**REQUIREMENT**
Every line of the material below should be copied exactly.

**TASK INPUTS**
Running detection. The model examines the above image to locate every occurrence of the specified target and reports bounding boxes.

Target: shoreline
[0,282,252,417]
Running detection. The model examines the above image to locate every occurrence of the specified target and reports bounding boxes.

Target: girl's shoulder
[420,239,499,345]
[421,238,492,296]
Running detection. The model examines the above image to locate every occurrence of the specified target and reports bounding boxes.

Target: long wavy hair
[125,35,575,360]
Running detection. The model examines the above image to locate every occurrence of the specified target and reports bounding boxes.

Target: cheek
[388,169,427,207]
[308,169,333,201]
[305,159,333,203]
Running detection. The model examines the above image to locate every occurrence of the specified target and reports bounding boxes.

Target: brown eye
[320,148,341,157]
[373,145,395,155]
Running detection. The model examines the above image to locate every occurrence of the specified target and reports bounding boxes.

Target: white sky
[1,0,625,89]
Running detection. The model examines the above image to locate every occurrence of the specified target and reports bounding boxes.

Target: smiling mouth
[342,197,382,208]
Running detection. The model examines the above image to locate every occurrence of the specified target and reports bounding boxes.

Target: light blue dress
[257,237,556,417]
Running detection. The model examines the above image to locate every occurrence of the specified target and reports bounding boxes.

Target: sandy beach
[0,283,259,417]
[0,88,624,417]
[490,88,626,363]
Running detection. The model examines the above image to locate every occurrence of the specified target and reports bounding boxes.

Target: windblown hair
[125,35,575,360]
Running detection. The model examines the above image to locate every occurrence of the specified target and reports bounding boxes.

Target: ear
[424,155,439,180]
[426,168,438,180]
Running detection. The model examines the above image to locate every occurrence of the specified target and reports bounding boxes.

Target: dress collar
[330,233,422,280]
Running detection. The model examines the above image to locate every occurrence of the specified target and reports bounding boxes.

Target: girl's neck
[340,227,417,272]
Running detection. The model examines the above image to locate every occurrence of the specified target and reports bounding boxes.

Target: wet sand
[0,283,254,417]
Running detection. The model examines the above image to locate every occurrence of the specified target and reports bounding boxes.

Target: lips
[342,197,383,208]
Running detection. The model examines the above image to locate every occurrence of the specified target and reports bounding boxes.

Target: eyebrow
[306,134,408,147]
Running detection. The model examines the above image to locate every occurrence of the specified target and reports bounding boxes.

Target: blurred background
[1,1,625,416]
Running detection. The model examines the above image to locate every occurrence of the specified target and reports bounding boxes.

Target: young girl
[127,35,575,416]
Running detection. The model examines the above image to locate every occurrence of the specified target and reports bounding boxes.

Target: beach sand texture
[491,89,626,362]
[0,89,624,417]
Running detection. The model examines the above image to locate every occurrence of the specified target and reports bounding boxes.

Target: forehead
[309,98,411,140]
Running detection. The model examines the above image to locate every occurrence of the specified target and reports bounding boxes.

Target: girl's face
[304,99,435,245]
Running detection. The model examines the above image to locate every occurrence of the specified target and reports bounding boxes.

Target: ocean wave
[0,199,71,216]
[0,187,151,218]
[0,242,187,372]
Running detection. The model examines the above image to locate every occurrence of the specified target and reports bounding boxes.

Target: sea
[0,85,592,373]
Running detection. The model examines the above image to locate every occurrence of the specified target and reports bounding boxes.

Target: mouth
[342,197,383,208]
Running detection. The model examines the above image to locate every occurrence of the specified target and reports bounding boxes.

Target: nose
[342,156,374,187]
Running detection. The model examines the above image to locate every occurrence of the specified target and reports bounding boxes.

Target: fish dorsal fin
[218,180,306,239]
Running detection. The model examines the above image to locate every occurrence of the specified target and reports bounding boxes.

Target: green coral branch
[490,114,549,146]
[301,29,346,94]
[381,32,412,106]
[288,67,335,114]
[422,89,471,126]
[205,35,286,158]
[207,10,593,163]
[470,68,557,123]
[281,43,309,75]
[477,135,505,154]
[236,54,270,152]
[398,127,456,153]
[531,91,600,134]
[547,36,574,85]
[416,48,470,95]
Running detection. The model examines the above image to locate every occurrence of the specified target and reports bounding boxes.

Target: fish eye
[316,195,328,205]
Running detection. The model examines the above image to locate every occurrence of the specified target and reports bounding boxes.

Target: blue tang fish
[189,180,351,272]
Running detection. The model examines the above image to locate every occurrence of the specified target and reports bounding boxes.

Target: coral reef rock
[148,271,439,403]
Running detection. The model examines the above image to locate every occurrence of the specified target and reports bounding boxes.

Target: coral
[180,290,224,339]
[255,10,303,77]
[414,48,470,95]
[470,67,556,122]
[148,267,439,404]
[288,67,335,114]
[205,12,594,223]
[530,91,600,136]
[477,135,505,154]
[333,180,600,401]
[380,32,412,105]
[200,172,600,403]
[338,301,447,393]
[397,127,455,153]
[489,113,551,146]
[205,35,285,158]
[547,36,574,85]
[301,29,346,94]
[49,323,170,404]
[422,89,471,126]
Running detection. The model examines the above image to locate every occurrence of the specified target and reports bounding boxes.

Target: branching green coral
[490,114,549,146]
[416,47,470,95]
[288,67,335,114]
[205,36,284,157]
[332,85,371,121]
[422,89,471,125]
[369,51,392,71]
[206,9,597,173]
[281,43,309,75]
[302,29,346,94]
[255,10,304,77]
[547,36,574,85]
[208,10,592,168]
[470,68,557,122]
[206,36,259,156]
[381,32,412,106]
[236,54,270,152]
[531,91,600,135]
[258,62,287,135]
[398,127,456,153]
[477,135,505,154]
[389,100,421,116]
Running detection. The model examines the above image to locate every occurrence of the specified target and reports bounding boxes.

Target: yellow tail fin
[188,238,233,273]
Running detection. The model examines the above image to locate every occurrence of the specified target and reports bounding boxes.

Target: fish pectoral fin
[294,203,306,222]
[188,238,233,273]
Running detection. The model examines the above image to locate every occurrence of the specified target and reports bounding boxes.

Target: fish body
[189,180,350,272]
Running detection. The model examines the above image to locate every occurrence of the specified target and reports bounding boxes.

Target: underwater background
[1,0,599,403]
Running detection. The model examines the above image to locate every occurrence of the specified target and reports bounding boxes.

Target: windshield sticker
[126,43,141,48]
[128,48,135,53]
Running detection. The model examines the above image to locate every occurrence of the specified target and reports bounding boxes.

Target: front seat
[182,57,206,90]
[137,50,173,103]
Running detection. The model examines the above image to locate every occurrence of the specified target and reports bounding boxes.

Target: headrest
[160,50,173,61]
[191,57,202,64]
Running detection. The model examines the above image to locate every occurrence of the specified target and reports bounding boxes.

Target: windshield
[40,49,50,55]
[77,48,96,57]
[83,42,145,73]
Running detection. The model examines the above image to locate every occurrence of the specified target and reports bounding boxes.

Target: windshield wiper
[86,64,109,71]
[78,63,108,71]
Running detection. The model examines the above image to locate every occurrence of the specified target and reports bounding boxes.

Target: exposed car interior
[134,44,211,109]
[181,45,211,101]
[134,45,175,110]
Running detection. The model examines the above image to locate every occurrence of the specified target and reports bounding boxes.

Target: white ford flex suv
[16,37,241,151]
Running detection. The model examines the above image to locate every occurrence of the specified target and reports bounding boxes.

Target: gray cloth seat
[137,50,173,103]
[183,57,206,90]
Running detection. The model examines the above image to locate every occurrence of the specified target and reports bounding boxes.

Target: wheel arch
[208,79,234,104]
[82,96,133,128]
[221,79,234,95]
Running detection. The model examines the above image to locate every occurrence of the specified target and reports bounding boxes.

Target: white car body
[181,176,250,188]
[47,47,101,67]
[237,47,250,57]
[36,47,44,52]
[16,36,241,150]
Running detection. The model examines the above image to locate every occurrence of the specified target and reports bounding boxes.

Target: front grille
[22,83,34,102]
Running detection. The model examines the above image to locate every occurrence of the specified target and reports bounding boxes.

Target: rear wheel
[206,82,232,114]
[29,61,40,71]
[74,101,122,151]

**EXPECTED ANSWER**
Running detection. The model examines the above image to locate every occurrence of the specified target and reports bounding boxes.

Target: shoreline
[0,282,252,417]
Running detection. The model examines the above image to locate every occurrence of the specified target and reports bounding boxes.

Target: girl's shoulder
[420,239,499,345]
[421,238,492,296]
Running detection. The model examines the above image to locate every occurrence of the specified target and reports bounding boxes.

Target: long wavy hair
[125,35,575,360]
Running detection. The model examines the above image to locate every occurrence of the specified target and reports bounding boxes.

Target: cheek
[388,169,427,207]
[308,169,333,201]
[305,159,333,203]
Running detection. The model examines the above image to locate every occurrence of the specified target and reports bounding boxes.

Target: brown eye
[320,148,341,157]
[373,145,395,155]
Running detection. The model examines the above image to locate every occurrence of the specified target and reports bounding boxes.

Target: white sky
[1,0,625,89]
Running detection. The model examines the above image to locate every occurrence of the specified target and reports bounding boxes.

Target: smiling mouth
[342,197,382,208]
Running detection. The model examines the above image to locate every occurrence of the specified target and reports bounding boxes.

Target: light blue dress
[257,237,556,417]
Running detection. The model examines the above image to locate every occurrence of the specified target and reports bounding boxes.

Target: sandy beach
[0,283,259,417]
[0,88,624,417]
[490,88,626,363]
Running detection. The model examines the above image to locate every occurrence of the specified target and reports bounding boxes.

Target: windblown hair
[125,35,575,360]
Running detection. The model examines the above image to locate every occurrence of the specified target and reports bounding boxes.

Target: ear
[424,155,439,180]
[426,168,438,180]
Running detection. The model examines the above image to locate every occurrence of the specified target and reports bounding boxes.

Target: dress collar
[330,233,422,280]
Running detection. The model examines the above image to locate every occurrence of the specified target and reports bounding boxes.

Target: girl's neck
[340,227,417,272]
Running detection. The model examines the above image to locate every occurrence of the specified target and reports bounding boxes.

Target: wet sand
[0,283,254,417]
Running detection. The model examines the above image to locate every occurrence of the specified target and reports bounding boxes.

Target: lips
[342,197,383,208]
Running detection. The model examines the above image to locate every occurrence of the specified target and reports bounding boxes.

Target: eyebrow
[306,134,408,147]
Running detection. The model examines the above image to locate every occurrence of the specified target and reports bounding boxes.

Target: blurred background
[1,1,625,416]
Running detection. The model examines the above image to locate every occurrence of the specified target and reports bounding boxes.

Target: young girl
[127,35,575,416]
Running detection. The model examines the above image to locate every occurrence of the specified target and reports bounding boxes.

Target: beach sand texture
[491,89,626,362]
[0,89,624,417]
Running detection. The model examines the above image to locate every occurrence of the specified target and reports bounding boxes.

Target: forehead
[309,98,411,140]
Running detection. The model examines the above image to locate every occurrence of the specified target and reports bounding boxes.

Target: girl's face
[304,99,435,245]
Running detection. The model examines the above image to locate every occurrence of the specified target and reports bounding boxes.

Target: ocean wave
[0,199,71,216]
[0,187,151,218]
[0,242,187,372]
Running detection. The model examines the above image to locate every occurrence of the specified target and reports bounding boxes.

Target: sea
[0,85,592,373]
Running detection. The model examines the above image to locate every occurrence of the specified target and reports bounding boxes.

Target: mouth
[342,197,383,208]
Running detection. The model examines the above image to locate every occurrence of the specified target and reports bounding boxes.

Target: nose
[342,156,374,187]
Running detection. The model examines the above image to locate every occurrence of the specified target and reports bounding boxes.

Target: fish dorsal fin
[218,180,306,239]
Running detection. The model examines the above image to locate every occurrence of the specified target and reports bounding boxes.

Target: green coral branch
[490,114,549,146]
[301,29,346,94]
[381,32,412,106]
[288,67,335,114]
[422,89,471,126]
[205,35,286,158]
[207,10,593,163]
[470,68,557,123]
[281,43,309,75]
[477,135,505,154]
[236,54,270,152]
[398,127,456,153]
[531,91,600,134]
[547,36,574,85]
[416,48,470,95]
Running detection. The model examines the above image to locate every occurrence of the specified target and reports bounding boxes.

Target: fish eye
[316,195,328,205]
Running detection. The model examines the above image to locate every occurrence of the specified target and reports bounding boxes.

Target: blue tang fish
[189,180,351,272]
Running detection. The model examines the above image to locate every occurrence of the specified target and reports bounding boxes.

Target: coral reef rock
[148,271,439,403]
Running detection. The model examines the above image to locate every occurrence of the specified target and reports bounding boxes.

Target: coral
[180,290,224,339]
[255,10,303,77]
[414,48,470,95]
[470,67,556,122]
[148,267,439,404]
[288,67,335,114]
[205,12,594,223]
[530,91,600,136]
[477,135,505,154]
[333,180,600,401]
[380,32,412,105]
[200,172,600,403]
[338,301,447,393]
[397,127,455,153]
[489,113,551,146]
[205,35,285,158]
[547,36,574,85]
[301,29,346,94]
[49,323,170,404]
[422,89,471,126]
Running detection. The model examines the above image to locate every occurrence of the specified target and reports bounding boxes.

Target: branching green coral
[490,114,549,146]
[416,47,470,95]
[288,67,335,114]
[205,36,284,157]
[332,85,371,121]
[422,89,471,125]
[369,51,392,71]
[206,9,597,173]
[281,43,309,75]
[302,29,346,94]
[255,10,304,77]
[547,36,574,85]
[208,10,592,168]
[470,68,557,122]
[206,36,259,156]
[381,32,412,106]
[236,54,270,152]
[531,91,600,135]
[258,62,287,135]
[398,127,456,153]
[477,135,505,154]
[389,100,421,116]
Running detection. The model examines the above image to locate every occurrence of the specified target and reports bounding boxes.

Target: yellow tail fin
[188,238,233,273]
Running detection. The model examines the above image to locate every occurrence of the specified target and reports bounding boxes.

Target: fish pectoral fin
[294,203,306,222]
[188,238,233,273]
Running detection. The model examines the above image to locate every occurrence of the specified target and reports bounding boxes.

Target: fish body
[189,180,350,272]
Running detection. The model examines the above image to locate every occurrence of the specified target and reports bounding boxes.

Target: underwater background
[1,0,599,403]
Running detection. The model examines the above image to locate every occurrence of the specified target and reports bounding boxes.

Target: windshield sticker
[126,43,141,48]
[128,48,135,53]
Running detection. The model examines the above image to locate every occurrence of the specified target and reports bounding boxes.

Target: front seat
[182,57,206,90]
[137,50,173,103]
Running detection. The model examines the above image to locate every occurrence of the specified target and reports bounding boxes.

Target: headrest
[160,50,173,61]
[191,57,202,64]
Running detection. The model examines the above image to locate every occurrence of the specified target and reports bounding boxes.

Target: windshield
[40,49,50,55]
[77,48,96,57]
[83,42,145,73]
Running detection. The model examines the above image to locate every occurrence of the specified target and reports bounding boxes.

Target: windshield wiper
[86,64,109,71]
[78,63,108,71]
Running detection. The model examines the above image to locate every occurrence of the specified target and reports bounding boxes.

Target: exposed car interior
[134,44,211,109]
[181,45,211,101]
[134,45,175,110]
Running detection. The model examines the above image to locate every occurrence of the specified target and reports bounding boxes.

Target: white ford flex suv
[16,37,241,151]
Running detection. The model examines the above image to locate every occurrence of the specified target and reports bounding boxes.

Target: gray cloth seat
[137,50,173,103]
[183,57,206,90]
Running detection. The model examines the above image to locate every occurrence of the specified target and reports bounding boxes.

Target: wheel arch
[208,79,234,104]
[82,96,133,128]
[221,79,234,95]
Running detection. The model examines the above image to locate every occurrence of the specified target and reports bounding boxes.

Target: white car body
[181,176,250,188]
[47,47,101,67]
[237,47,250,57]
[36,47,44,52]
[16,36,241,150]
Running detection. The model examines the above image to locate every occurrence of the specified target and reports bounding boxes.

Target: front grille
[22,83,34,102]
Running detection. The model examines the above image to locate every occurrence of the specified target and reports bounding boxes.

Target: rear wheel
[206,82,232,114]
[29,61,40,71]
[74,101,122,151]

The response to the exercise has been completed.